- ASSIGNED TASK -
The answer must consist of each line below that holds the word "tall", copied as it stands.

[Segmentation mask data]
- - - - -

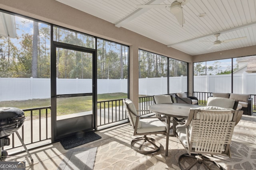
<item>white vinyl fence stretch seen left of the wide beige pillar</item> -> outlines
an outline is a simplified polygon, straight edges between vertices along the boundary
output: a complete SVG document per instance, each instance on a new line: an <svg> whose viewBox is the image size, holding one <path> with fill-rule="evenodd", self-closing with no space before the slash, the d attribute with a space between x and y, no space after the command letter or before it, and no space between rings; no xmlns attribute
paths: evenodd
<svg viewBox="0 0 256 170"><path fill-rule="evenodd" d="M127 93L127 79L98 80L98 94ZM50 78L0 78L0 101L50 98ZM91 79L57 78L57 94L92 93Z"/></svg>

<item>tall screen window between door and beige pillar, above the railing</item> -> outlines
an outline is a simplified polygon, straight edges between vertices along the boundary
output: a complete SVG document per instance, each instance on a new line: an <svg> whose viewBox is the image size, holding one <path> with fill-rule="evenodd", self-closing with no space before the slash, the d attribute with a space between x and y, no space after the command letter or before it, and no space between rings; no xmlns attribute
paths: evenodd
<svg viewBox="0 0 256 170"><path fill-rule="evenodd" d="M98 100L128 97L128 51L125 45L98 39Z"/></svg>

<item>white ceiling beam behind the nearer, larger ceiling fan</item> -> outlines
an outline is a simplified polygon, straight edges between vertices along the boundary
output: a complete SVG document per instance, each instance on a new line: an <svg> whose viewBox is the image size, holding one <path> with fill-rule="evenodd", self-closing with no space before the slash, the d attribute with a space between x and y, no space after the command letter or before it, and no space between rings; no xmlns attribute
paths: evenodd
<svg viewBox="0 0 256 170"><path fill-rule="evenodd" d="M164 1L165 0L150 0L149 2L147 2L144 5L156 5L156 4L161 4ZM125 23L133 20L134 18L137 18L138 16L140 16L144 12L147 12L148 10L150 10L150 8L137 8L134 12L132 12L128 16L125 16L122 20L117 21L115 23L115 26L118 28L122 27Z"/></svg>

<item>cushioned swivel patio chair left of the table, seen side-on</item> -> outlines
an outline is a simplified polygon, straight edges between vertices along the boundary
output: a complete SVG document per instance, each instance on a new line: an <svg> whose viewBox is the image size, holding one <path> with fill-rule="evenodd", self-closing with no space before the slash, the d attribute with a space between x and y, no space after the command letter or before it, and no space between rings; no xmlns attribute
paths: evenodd
<svg viewBox="0 0 256 170"><path fill-rule="evenodd" d="M161 144L151 137L146 135L165 134L166 123L159 120L160 117L141 117L138 115L133 102L130 99L124 99L124 106L128 113L128 118L134 129L133 135L143 135L132 140L131 147L133 150L142 153L150 154L160 150Z"/></svg>

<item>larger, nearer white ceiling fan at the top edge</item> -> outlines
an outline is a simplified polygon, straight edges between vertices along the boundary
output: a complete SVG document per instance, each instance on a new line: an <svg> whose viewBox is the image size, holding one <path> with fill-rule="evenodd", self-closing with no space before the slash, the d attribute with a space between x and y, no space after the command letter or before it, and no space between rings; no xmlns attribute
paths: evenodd
<svg viewBox="0 0 256 170"><path fill-rule="evenodd" d="M174 0L172 4L164 5L137 5L138 8L170 8L170 12L176 17L179 24L183 26L185 23L183 8L182 6L186 5L190 0Z"/></svg>

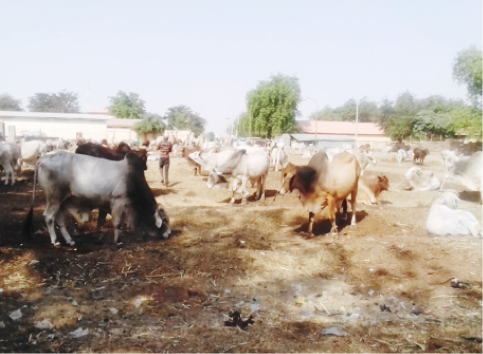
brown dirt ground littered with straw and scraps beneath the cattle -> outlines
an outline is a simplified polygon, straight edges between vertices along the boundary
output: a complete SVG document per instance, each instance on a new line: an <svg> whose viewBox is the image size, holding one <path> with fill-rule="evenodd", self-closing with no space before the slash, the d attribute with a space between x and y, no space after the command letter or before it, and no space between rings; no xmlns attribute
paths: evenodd
<svg viewBox="0 0 483 354"><path fill-rule="evenodd" d="M270 172L265 201L230 205L229 192L207 189L185 160L171 160L168 188L150 162L146 177L172 236L125 232L120 249L110 221L96 232L97 215L87 225L70 220L75 247L50 246L41 191L38 231L26 242L31 171L1 184L0 352L482 353L482 239L430 236L438 193L403 190L412 163L376 158L366 173L385 173L392 189L379 205L359 204L357 226L339 222L336 239L323 216L316 237L304 236L308 212L295 195L273 200L279 172ZM425 168L442 177L439 154ZM461 197L482 222L479 197ZM451 287L455 277L462 288ZM253 324L226 326L233 311ZM35 327L43 320L52 328ZM341 336L324 335L333 327ZM87 334L74 338L79 328Z"/></svg>

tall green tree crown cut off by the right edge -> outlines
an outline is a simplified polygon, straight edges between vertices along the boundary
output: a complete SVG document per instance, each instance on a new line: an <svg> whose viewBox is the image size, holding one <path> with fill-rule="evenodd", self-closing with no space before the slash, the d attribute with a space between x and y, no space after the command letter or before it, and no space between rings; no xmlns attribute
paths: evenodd
<svg viewBox="0 0 483 354"><path fill-rule="evenodd" d="M483 55L475 47L458 53L453 66L453 78L468 88L474 106L482 107Z"/></svg>

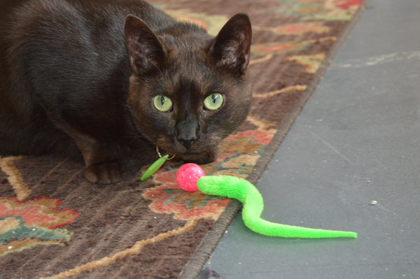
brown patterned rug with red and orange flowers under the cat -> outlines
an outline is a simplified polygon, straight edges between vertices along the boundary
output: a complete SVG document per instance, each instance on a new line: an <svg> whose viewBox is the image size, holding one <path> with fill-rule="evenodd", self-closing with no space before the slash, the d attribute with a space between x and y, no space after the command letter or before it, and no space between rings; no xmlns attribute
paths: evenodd
<svg viewBox="0 0 420 279"><path fill-rule="evenodd" d="M255 183L363 0L151 2L211 34L235 13L251 17L251 112L203 169ZM145 182L148 162L127 163L123 182L93 185L81 161L0 157L0 278L196 278L240 205L183 192L180 162Z"/></svg>

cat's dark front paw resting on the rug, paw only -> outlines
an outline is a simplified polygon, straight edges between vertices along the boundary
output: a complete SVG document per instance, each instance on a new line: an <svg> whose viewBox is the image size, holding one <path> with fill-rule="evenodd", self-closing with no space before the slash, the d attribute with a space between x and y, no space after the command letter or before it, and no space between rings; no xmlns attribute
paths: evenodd
<svg viewBox="0 0 420 279"><path fill-rule="evenodd" d="M113 184L123 179L124 164L120 161L97 163L87 166L85 178L91 183Z"/></svg>

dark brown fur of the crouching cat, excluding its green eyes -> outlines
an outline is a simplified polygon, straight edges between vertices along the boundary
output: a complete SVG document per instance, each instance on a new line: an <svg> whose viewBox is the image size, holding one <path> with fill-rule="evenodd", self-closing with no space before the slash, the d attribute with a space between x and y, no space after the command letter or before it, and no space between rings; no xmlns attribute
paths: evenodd
<svg viewBox="0 0 420 279"><path fill-rule="evenodd" d="M64 152L74 142L98 183L120 180L117 147L141 141L214 161L248 113L250 45L243 14L213 38L140 0L1 0L0 155ZM206 110L214 93L223 105ZM158 111L156 95L172 110Z"/></svg>

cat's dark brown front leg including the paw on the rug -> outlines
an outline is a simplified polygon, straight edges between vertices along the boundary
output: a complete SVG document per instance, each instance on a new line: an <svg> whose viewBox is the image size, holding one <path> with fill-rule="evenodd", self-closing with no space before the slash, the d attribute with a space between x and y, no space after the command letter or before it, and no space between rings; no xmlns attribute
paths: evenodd
<svg viewBox="0 0 420 279"><path fill-rule="evenodd" d="M116 151L91 136L71 134L85 160L85 178L92 183L111 184L123 179L125 168Z"/></svg>

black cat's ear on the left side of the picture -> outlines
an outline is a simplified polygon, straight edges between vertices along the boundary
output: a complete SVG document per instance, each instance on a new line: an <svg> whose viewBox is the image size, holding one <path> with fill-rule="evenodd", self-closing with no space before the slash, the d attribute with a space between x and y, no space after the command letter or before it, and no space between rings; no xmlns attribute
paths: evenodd
<svg viewBox="0 0 420 279"><path fill-rule="evenodd" d="M134 73L139 75L160 71L166 61L166 52L155 32L135 15L127 15L124 29L125 44Z"/></svg>

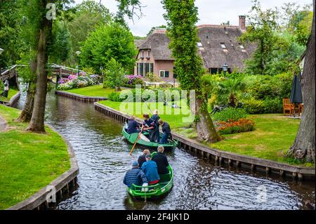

- - - - -

- RESPONSE BOX -
<item>tall screen window between door and beige pillar, above the railing</item> -> outlines
tall green tree crown cut off by the right edge -> outlines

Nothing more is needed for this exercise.